> _Data for this exercise_:
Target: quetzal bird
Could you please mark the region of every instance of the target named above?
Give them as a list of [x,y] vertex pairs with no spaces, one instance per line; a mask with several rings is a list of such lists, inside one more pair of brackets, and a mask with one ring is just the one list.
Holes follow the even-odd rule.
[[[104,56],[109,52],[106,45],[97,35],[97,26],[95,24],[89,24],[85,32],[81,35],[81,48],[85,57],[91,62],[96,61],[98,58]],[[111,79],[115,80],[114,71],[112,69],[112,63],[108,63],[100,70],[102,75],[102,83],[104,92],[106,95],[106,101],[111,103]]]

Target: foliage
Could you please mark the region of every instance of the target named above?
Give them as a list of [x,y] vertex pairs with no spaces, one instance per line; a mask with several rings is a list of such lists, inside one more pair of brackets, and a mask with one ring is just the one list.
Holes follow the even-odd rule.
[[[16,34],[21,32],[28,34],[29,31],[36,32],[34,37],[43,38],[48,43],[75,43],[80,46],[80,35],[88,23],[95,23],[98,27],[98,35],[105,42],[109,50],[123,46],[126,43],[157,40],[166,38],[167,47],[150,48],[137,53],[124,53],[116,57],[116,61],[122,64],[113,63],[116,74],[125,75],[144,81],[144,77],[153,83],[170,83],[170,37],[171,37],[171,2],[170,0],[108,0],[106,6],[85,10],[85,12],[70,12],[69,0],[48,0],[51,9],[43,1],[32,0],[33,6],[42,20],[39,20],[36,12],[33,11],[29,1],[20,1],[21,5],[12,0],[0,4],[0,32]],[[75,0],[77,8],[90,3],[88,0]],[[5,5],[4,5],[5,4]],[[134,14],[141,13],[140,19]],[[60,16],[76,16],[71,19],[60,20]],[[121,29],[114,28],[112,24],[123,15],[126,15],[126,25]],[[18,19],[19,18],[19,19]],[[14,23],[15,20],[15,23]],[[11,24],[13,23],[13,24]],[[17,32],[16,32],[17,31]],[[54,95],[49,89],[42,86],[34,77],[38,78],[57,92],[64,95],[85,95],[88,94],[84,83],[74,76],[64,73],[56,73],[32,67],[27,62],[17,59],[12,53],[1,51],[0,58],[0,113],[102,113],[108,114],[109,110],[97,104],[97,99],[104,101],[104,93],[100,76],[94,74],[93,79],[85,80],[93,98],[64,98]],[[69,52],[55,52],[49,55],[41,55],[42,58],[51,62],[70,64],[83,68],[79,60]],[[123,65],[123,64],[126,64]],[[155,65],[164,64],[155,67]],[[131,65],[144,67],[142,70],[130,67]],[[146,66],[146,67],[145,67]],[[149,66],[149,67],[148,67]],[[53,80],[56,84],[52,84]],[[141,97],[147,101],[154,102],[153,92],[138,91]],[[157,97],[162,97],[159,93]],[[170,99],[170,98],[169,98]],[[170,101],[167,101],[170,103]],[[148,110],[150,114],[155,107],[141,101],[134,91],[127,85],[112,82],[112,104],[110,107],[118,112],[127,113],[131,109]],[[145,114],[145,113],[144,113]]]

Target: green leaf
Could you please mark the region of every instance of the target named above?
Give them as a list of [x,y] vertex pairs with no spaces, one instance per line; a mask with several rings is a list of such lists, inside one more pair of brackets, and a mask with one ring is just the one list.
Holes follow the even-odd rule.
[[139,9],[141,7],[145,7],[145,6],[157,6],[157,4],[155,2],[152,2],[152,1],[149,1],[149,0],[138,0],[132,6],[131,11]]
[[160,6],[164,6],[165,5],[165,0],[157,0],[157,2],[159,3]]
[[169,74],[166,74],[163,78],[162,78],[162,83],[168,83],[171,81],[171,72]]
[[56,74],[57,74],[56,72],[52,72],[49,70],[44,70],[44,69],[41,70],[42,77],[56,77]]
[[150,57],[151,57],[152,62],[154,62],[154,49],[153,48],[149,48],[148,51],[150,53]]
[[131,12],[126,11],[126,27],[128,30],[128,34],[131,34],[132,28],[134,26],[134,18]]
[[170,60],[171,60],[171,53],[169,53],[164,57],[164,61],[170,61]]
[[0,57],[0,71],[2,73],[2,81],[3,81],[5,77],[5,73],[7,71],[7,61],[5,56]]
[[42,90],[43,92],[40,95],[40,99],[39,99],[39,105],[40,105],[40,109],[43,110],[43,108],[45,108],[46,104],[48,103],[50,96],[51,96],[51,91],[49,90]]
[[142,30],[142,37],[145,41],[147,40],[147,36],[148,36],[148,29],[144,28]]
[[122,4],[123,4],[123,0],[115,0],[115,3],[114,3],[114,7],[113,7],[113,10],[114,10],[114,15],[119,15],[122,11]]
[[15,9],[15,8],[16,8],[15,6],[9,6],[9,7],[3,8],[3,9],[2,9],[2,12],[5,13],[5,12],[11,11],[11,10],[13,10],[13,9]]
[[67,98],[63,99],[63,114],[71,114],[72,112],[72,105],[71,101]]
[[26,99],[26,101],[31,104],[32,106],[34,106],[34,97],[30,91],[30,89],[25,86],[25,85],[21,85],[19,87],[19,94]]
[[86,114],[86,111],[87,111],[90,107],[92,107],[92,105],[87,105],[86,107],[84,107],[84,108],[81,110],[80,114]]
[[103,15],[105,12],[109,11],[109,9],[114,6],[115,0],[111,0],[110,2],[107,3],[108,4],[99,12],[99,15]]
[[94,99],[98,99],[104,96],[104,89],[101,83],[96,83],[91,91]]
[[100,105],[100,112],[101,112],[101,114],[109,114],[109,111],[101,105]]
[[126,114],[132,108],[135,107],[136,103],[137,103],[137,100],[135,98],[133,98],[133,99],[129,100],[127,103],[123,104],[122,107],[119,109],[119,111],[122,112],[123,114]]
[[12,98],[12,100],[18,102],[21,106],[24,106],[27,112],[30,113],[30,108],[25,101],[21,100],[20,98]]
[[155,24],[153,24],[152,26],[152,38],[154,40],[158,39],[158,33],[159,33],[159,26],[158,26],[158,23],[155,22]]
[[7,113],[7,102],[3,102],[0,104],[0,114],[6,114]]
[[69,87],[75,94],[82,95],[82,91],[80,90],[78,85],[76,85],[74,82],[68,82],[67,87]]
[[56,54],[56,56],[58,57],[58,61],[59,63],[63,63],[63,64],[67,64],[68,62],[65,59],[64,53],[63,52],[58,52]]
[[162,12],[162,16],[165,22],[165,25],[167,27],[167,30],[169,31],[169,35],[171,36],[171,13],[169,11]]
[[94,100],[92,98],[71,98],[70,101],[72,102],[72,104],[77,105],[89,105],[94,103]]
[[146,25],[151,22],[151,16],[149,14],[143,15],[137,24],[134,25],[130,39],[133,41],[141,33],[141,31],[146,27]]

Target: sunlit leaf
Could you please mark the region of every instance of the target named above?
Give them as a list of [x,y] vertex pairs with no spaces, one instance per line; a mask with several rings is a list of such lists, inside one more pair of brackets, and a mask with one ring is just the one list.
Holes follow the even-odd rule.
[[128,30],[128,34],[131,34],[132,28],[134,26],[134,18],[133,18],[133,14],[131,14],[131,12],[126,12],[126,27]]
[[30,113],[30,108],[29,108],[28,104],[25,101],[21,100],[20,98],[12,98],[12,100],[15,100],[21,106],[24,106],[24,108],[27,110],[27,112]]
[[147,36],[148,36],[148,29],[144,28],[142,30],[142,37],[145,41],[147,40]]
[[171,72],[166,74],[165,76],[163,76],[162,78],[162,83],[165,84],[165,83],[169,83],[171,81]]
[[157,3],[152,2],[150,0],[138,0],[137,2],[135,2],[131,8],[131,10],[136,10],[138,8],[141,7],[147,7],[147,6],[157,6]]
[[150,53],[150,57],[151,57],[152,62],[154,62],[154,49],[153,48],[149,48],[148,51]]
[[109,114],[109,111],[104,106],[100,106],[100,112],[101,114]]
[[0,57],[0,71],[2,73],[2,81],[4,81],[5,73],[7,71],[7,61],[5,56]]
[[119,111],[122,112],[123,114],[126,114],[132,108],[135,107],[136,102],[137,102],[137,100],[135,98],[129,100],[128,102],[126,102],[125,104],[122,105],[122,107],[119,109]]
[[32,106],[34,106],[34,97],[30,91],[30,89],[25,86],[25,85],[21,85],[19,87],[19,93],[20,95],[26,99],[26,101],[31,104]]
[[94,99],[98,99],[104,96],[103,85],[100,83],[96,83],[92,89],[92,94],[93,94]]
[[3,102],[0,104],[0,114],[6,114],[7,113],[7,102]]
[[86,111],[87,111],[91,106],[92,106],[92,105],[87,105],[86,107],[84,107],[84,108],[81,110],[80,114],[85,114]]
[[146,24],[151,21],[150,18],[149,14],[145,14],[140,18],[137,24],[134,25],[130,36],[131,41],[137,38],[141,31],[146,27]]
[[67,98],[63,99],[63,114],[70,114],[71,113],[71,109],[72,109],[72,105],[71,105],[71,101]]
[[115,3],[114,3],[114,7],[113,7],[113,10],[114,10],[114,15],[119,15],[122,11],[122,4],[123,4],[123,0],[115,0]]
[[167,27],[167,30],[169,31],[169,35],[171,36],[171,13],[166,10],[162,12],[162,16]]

> _Instructions to follow_:
Gather every line of the listing that contains the word "leaf". Case counts, so only lines with that exact capitalization qualify.

> _Output_:
Target: green leaf
Target: sunlit leaf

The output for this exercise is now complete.